▶ Document excerpt:
Begin

- Born: Esperanza Brito Moreno 1937 (age 88–89) Mexico City, Mexico
- Occupations: journalist, feminist, reproductive rights activist
- Years active: 1972–present

= Anilú Elías =

Anilú Elías (born 1937) is a journalist, publicist, theoretical scholar, professor and feminist activist from Mexico City, who has been on the front lines of the fight for reproductive rights of Mexican women. Her written works focus on gender studies from a feminist perspective and evaluate the impact of patriarchy on women and its ties with sexual violence. She is a professor at the College of Mexico and a publicist at Dirección Creativa (Creative Directions), managing advertising in both the United States and Mexico.

End

▶ Job:
Can you reproduce, word for word, everything in the Anilú Elías profile from "- Born: Esperanza" down to "States and Mexico."? The listing after this is separate material with no connection to the Anilú Elías profile.

▶ Data section:
Begin

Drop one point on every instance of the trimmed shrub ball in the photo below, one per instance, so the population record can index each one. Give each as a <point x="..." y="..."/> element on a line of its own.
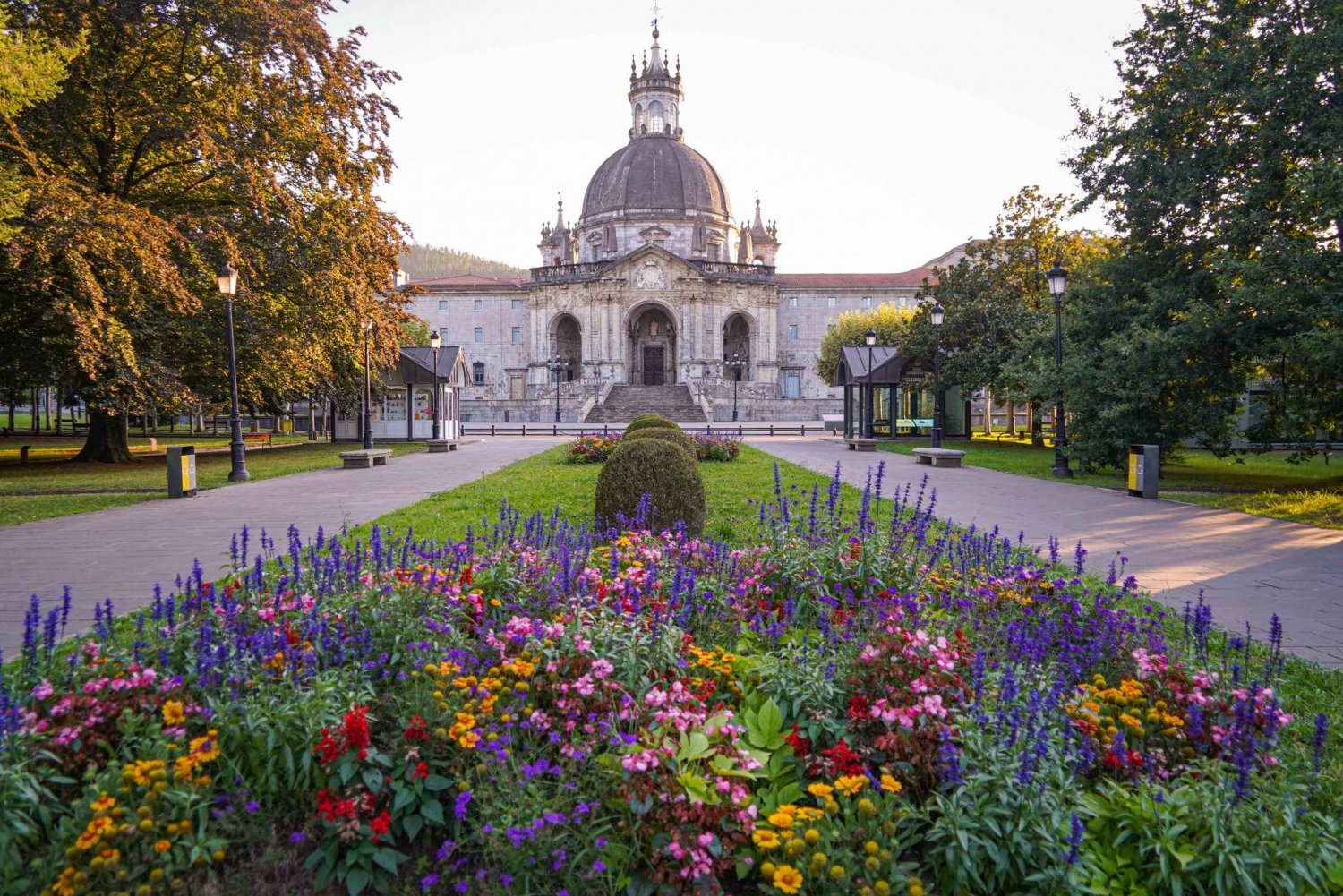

End

▶ Solution:
- Born: Esperanza Brito Moreno 1937 (age 88–89) Mexico City, Mexico
- Occupations: journalist, feminist, reproductive rights activist
- Years active: 1972–present

= Anilú Elías =

Anilú Elías (born 1937) is a journalist, publicist, theoretical scholar, professor and feminist activist from Mexico City, who has been on the front lines of the fight for reproductive rights of Mexican women. Her written works focus on gender studies from a feminist perspective and evaluate the impact of patriarchy on women and its ties with sexual violence. She is a professor at the College of Mexico and a publicist at Dirección Creativa (Creative Directions), managing advertising in both the United States and Mexico.